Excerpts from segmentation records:
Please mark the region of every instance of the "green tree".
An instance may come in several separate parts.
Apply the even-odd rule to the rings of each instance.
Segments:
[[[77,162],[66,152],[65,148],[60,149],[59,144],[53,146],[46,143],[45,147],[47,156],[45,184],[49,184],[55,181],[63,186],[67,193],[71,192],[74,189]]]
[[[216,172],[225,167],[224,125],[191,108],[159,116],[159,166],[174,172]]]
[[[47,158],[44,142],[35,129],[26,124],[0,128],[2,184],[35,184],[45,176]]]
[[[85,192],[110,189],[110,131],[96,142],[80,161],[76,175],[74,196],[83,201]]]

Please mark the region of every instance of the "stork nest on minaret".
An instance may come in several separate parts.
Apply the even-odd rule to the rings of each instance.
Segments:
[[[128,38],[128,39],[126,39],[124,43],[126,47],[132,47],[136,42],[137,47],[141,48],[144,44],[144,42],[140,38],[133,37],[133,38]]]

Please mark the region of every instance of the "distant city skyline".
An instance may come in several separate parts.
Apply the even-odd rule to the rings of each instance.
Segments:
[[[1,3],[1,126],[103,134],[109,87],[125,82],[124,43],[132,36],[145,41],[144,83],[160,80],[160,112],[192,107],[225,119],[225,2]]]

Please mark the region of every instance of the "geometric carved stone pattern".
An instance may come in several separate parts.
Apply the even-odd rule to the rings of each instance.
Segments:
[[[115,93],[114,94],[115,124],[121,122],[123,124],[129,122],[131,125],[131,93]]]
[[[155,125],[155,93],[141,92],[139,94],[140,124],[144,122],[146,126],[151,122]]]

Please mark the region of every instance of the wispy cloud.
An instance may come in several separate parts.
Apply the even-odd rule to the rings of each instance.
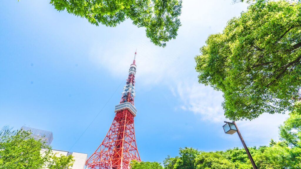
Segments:
[[[202,84],[186,81],[177,84],[177,93],[182,103],[181,108],[183,110],[199,114],[204,120],[219,122],[224,119],[221,92]]]
[[[200,120],[222,123],[226,119],[221,106],[222,93],[198,83],[193,58],[209,34],[221,31],[229,19],[237,16],[246,8],[245,4],[231,5],[231,2],[230,0],[184,1],[181,16],[183,26],[179,35],[164,48],[150,42],[143,29],[126,21],[123,24],[128,24],[134,31],[116,31],[119,41],[116,44],[98,41],[91,47],[89,58],[108,73],[125,78],[125,70],[129,68],[137,48],[136,78],[144,88],[159,84],[165,86],[178,98],[180,103],[177,109],[194,113],[200,117]],[[120,41],[124,45],[117,46]],[[244,132],[246,140],[266,143],[271,138],[277,139],[277,127],[287,117],[263,115],[251,121],[240,121],[237,124],[242,131],[252,131]]]

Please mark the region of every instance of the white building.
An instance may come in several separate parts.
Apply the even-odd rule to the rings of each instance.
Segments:
[[[45,149],[42,149],[41,150],[41,153],[45,151]],[[86,163],[86,160],[88,155],[84,153],[80,153],[75,152],[70,152],[67,151],[54,150],[52,150],[54,154],[56,153],[56,155],[60,157],[61,155],[66,156],[72,155],[73,156],[73,159],[74,161],[73,163],[73,166],[71,167],[72,169],[84,169],[85,164]]]
[[[42,141],[45,142],[45,143],[50,146],[53,139],[52,133],[45,130],[42,130],[33,128],[23,126],[21,128],[21,130],[30,131],[31,134],[31,135],[36,140],[39,140],[41,139]],[[42,149],[41,153],[42,154],[46,149]],[[68,156],[72,155],[73,156],[74,161],[73,166],[71,168],[72,169],[84,169],[85,168],[86,160],[87,159],[88,154],[84,153],[80,153],[75,152],[70,152],[67,151],[52,149],[52,152],[54,154],[57,153],[56,155],[60,157],[61,155]]]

* [EXERCISE REQUIREMENTS]: Render the lines from the one containing "Please mark the region of every instance of the white" through the end of the entries as a Markdown table with the columns n and Line, leaving out blank lines.

* [FULL ANSWER]:
| n | Line |
|---|---|
| 1 | Please mark the region of every instance of the white building. |
| 2 | An instance may come in several separate parts. |
| 3 | Apply the even-odd rule to the rings of each instance. |
| 4 | Segments: |
| 5 | [[[45,149],[42,149],[41,150],[41,153],[45,151]],[[86,163],[86,160],[88,155],[84,153],[80,153],[75,152],[70,152],[67,151],[54,150],[52,150],[54,154],[56,153],[56,155],[60,157],[61,155],[66,156],[72,155],[73,156],[73,159],[74,161],[73,163],[73,166],[71,167],[72,169],[84,169],[85,164]]] |
| 6 | [[[42,141],[45,142],[45,143],[50,146],[53,139],[52,133],[45,130],[42,130],[33,128],[23,126],[21,128],[21,130],[30,131],[31,134],[31,135],[36,140],[39,140],[41,139]],[[42,149],[41,153],[42,154],[46,149]],[[68,156],[72,155],[73,156],[74,161],[73,166],[71,168],[72,169],[84,169],[85,168],[86,160],[87,159],[88,154],[84,153],[80,153],[75,152],[70,152],[67,151],[52,149],[52,152],[54,154],[57,153],[56,155],[60,157],[61,155]]] |